Getting scooped is never a big deal at 3hive. For most of us, this job is a pleasant distraction from our real responsibilities: changing dirty diapers (Shan, maybe Sam, me), grading papers (Sean, me), hanging out with famous people (Lisa, sometimes Sam), being married to famous people (Jon) being Californian (Sean, Clay), and making huge bank (Sam). The only real competition comes from snapping up new tunes to post, and I always feel I miss out on the Swedes. Therefore, the posting of Pinto’s lo-fi pop is a kind of small victory for me. Whoo! This is from the band’s website: “Pinto is more or less a one man band but I have some friends around to keep me sane because Pinto is all about being sane… Say what?” (That “Say what?” was in the original text, I didn’t add it.)
The Heavy Circles
Well hello Edie Brickell! I won’t even mention the title of her ubiquitous late eighties/early Nineties “New Bohemians” hits, hit lest one in particular gets stuck in your head for the rest of the week and haunt your dreams. (You know which one I am talking about.) Looping music in my mind notwithstanding, I was delighted to find this collaboration between Ms. Brickell and her hubby Paul Simon’s son. She’s always had a beautiful voice, thats for sure, and it seems that Mr. Simon (the younger, Harper) has added some of what appears to be his youthful dreaminess and angst to the mix. Shall we play the definition game? Eighties earnest meets Nineties earth pop meets the offspring of Simon & Garfunkel and then gets busy with the present day and hangs out a little with French lounge pop? Maybe/maybe not, but I heart.
Figurines
I’ve been digging through the mail and scouring the net for two hours searching for that something something that will hit the spot. Figurines do the trick. The band’s last album Skeletons recently made it back into heavy rotation here at 3hive’s Southern California HQ, the wood/cork paneled office in my ’70s suburban tract home, so I figured I’d do some nop-notch investigative work on the band’s current status. I struck gold: two new tracks from their forthcoming LP, When the Deer Wore Blue, plus the video for another. At first I was let down by the songs’ slower tempo, but only for a listen or two. The slower the tempo the more they channel a lovely, laid-back Beach Boys vibe (“The Air We Breathe”). The band’s U.S. label, The Control Group, already has the album up for sale, but it won’t be out in their hometown until next month. I’m kicking myself for missing them in L.A. back in October. This calls for an exception to my no-mailing-lists-because-I-don’t-need-the-extra-emails-rule. Sign me up boys!

### PROBLEMS TO SOLVE
1: In the music blog, what is the title of the forthcoming Figurines LP?
2: Pick up the music blog after its last sentence and keep writing in the same voice.

### DATA ENTRIES
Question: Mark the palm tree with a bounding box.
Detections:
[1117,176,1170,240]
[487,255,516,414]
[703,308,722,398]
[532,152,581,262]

### RESPONSES PER TASK
1: When the Deer Wore Blue

2:
Hey Girl [MP3, 3.0MB, 160kbps]
The Air We Breathe [MP3, 4.2MB, 128kbps]
Christine Fellows
I’ve been holding on to this song for a long time, at least a year or two, unsure whether or not I’d post it. Obviously, here it is… The album on which “Advice” appears, 2 little birds, is out of print; Fellows asks on her website that it not be purchased digitally, if available, as she has not consented to it sale in this manner. That said, I can certainly pitch her latest work, Nevertheless, released last November, which features the same cellist heard here, Leanne Zacharias, plus Weakerthan (and husband) John K. Samson.
Wire
So I was just talking in the past week with a rather new friend about our top 5 albums. So I made my list after much internal debate, and when it came to adding Wire, one of my favorite bands of all time, I had such trouble deciding between their albums Pink Flag and Chairs Missing. I ended up going with the former, but Wire is not just musical nostalgia; the old lads are still making music, as heard in the song “23 Years Too Late” below from their November 2007 release Read & Burn 03. Many more free songs available from their website.
Canon Blue
You diehard 3Hivers (we love you!) will recall that Canon Blue was originally posted just three months ago. But Daniel James is giving away the new Halcyon EP for free, and it’s so lovely (especially the title track) that I felt it deserved a little more plug time. Unzip and enjoy! Canon Blue is the creation of Daniel James, a Nashville-based do-everything musician who came to my attention not through any tangential southern connection but through his European label Rumracket. That could be because he’s not your typical Nashville kind of dude. Or is he? James may prefer digital to analog, keyboards to six-strings, drum machines to high-hats, but at heart he’s a singer-songwriter in a town that cultivates and nourishes them. Good thing because Canon Blue’s helium-filled harmonies, industrial beats and sweet falsetto deserve all the cultivation they can get.
The Hermit
I found out about The Hermit after checking up on
Paper Moon, one of my favorite Canadian bands. The brainchild of musical experimentalist/drummer Hamish Thomson, The Hermit also features — with greater prominence on their most recent release, Turn Up (the Stereo) — the alluring voice of Allison Shevernoha from the aforementioned Paper Moon. Samples from the new spin can be heard over on MySpace; I like “Si vous me quittez” a lot. The tracks available here are winners from a remix contest, based on The Hermit’s 2005 album Wonderment, and they are sweet and pleasant things to listen to.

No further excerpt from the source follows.